> _Records provided_:
------------------------------
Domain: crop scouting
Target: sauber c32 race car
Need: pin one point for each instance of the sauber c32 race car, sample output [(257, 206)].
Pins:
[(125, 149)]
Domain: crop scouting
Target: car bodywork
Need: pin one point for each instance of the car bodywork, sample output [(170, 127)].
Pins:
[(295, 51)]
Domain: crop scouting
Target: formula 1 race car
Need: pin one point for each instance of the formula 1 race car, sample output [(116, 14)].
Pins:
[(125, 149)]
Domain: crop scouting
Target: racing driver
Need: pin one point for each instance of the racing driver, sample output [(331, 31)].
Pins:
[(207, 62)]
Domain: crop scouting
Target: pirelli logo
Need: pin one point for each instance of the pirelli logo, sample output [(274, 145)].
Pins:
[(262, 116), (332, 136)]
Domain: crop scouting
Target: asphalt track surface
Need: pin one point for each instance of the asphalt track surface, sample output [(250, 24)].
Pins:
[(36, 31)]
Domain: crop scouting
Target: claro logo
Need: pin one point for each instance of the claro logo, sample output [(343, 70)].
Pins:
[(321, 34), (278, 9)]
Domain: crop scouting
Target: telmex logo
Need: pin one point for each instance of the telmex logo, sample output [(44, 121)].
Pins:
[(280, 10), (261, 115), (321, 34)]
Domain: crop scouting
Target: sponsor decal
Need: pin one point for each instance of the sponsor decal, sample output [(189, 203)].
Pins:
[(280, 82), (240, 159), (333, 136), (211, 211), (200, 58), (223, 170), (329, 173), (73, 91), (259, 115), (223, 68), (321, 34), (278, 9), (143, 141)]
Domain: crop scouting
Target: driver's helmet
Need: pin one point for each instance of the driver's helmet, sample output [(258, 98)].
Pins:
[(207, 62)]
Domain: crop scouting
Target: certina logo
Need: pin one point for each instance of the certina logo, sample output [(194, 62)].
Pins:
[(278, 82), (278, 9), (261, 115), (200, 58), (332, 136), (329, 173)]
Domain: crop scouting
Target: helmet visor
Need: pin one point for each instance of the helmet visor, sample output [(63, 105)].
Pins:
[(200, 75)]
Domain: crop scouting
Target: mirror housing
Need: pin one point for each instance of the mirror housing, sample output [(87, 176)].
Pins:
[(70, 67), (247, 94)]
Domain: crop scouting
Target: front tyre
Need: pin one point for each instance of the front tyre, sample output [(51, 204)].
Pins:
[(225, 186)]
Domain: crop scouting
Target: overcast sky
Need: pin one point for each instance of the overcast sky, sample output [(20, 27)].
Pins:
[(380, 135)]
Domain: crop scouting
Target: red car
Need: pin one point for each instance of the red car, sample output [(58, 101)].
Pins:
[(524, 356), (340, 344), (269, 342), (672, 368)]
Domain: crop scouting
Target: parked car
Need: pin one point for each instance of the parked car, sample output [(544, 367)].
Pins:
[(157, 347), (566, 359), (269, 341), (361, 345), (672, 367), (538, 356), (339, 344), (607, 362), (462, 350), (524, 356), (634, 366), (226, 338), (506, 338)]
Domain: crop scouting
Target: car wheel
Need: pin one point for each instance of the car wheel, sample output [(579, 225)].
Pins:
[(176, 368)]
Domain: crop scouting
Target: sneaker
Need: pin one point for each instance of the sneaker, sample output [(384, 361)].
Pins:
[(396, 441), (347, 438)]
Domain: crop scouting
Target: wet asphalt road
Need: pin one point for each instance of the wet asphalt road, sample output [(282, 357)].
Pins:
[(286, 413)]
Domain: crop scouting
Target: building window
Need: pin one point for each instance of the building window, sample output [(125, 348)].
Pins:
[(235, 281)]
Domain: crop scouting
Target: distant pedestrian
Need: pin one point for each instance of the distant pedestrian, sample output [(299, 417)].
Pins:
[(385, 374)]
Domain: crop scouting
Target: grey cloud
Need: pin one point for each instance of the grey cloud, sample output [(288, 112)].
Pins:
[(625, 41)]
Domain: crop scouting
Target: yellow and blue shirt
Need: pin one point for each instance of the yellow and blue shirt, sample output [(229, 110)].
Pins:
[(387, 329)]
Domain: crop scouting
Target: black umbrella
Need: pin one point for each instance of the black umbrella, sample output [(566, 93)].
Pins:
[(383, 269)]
------------------------------
Format every line of the material above as a numbered list, leaving out blank lines.

> _Solution for this problem_:
1. Domain: crop scouting
2. Target: sauber c32 race car
3. Need: pin one point for each instance of the sauber c32 race car, sample output [(257, 206)].
4. Pins:
5. [(125, 149)]
6. Domain: crop scouting
7. Target: car bodywork
8. Need: pin one point for each instance of the car bodywork, sample output [(170, 127)].
9. Pins:
10. [(295, 51)]
11. Domain: crop scouting
12. Target: formula 1 race car
13. Need: pin one point for each instance of the formula 1 race car, sample output [(116, 14)].
14. Pins:
15. [(125, 149)]
16. Domain: crop scouting
17. Target: racing driver
18. Need: pin one point for each instance of the racing driver, sample output [(331, 31)].
19. Pins:
20. [(207, 62)]
21. Domain: crop scouting
22. Target: pirelli logo
23. Need: pin one point for each instance of the pirelli logo, sample output [(274, 145)].
24. Pins:
25. [(262, 116), (332, 136)]
26. Domain: crop scouting
27. Target: asphalt track surface
28. Need: pin one point for each instance of the asphalt track surface, sample output [(250, 24)].
29. Pins:
30. [(36, 31)]
31. Domain: crop scouting
32. Target: claro logo
33. Need: pin one point for each instance of the claro logo, sample output [(343, 70)].
34. Pins:
35. [(321, 34), (278, 9)]
36. Domain: crop scouting
37. Target: telmex logo
38. Need: pin one point for each instance of the telmex logo, sample output [(44, 121)].
39. Pins:
40. [(280, 10), (261, 115), (321, 34)]
41. Domain: crop scouting
42. Target: sponsor decal
43. Need: pin one point for each instance of the sponsor decal, sample output [(189, 203)].
44. Pins:
45. [(280, 82), (240, 159), (333, 136), (211, 211), (200, 58), (223, 170), (329, 173), (73, 91), (259, 115), (223, 68), (321, 34), (278, 9), (143, 141)]
46. Domain: crop scouting
47. Target: driver's helmet
48. Need: pin one point for each instance of the driver's helmet, sample output [(258, 98)].
49. Pins:
50. [(207, 62)]
51. Domain: crop scouting
52. Target: certina logo
53. Need: pin one point for each instance of the certina logo, sample output [(194, 62)].
54. Pins:
55. [(278, 82), (278, 9), (261, 115), (200, 58), (332, 136), (329, 173)]
56. Domain: crop scouting
57. Target: helmet visor
58. Need: pin one point for each instance of the helmet visor, sample output [(63, 105)].
59. Pins:
60. [(200, 75)]
61. Domain: crop scouting
62. Target: mirror housing
63. Need: pin one point for each instance of the mirror housing, sample output [(87, 176)].
64. Pins:
65. [(70, 67), (247, 94)]
66. Domain: crop scouting
67. Target: front tyre
68. Need: pin one point for each instance of the front tyre, sample output [(51, 204)].
69. Pins:
70. [(225, 186)]
71. Domain: crop scouting
72. Target: overcast sky
73. Need: pin one point for each instance of the overcast sky, sample output [(20, 27)].
74. Pins:
75. [(380, 135)]
76. Domain: crop scouting
77. Target: red car
78. Need: pin one point for each instance of the red car, sample output [(58, 101)].
79. Pins:
80. [(524, 356), (340, 344), (269, 342), (672, 368)]
81. Domain: crop scouting
82. Target: parked car
83. Need: pin one point for each instance of the parked car, sample output [(544, 367)].
84. Pins:
85. [(157, 347), (566, 359), (269, 341), (361, 345), (672, 367), (538, 356), (339, 344), (607, 362), (462, 350), (524, 356), (634, 366), (226, 338), (506, 338)]
86. Domain: crop scouting
87. Target: car wheel
88. Need: pin one point for each instance of the car wheel, sample output [(579, 225)].
89. Pins:
90. [(176, 368)]
91. Domain: crop scouting
92. Target: sneaker
93. Need: pin one point for each instance of the sneaker, sample output [(384, 361)].
94. Pins:
95. [(396, 441), (347, 438)]
96. Domain: crop scouting
97. Target: wet asphalt road
98. Need: pin one point for each instance of the wet asphalt road, sample output [(282, 357)].
99. Pins:
100. [(286, 413)]
101. Domain: crop scouting
102. Target: building window
103. Need: pin one point for each instance of the building window, sample output [(125, 348)].
104. Pins:
105. [(235, 281)]
106. Domain: crop scouting
107. Target: distant pedestrian
108. Need: pin one point for each instance of the distant pedestrian, sample output [(299, 417)].
109. Pins:
110. [(385, 374)]
111. Domain: crop scouting
112. Target: grey cloud
113. Need: pin one point for each instance of the grey cloud, sample output [(288, 112)].
114. Pins:
115. [(625, 41)]
116. Domain: crop scouting
117. Target: yellow and blue shirt
118. Need: pin one point for each instance of the yellow and blue shirt, sample output [(229, 110)].
119. Pins:
120. [(387, 329)]
121. Domain: crop scouting
122. Target: black umbrella
123. Need: pin one point for each instance of the black umbrella, sample output [(566, 93)].
124. Pins:
125. [(383, 269)]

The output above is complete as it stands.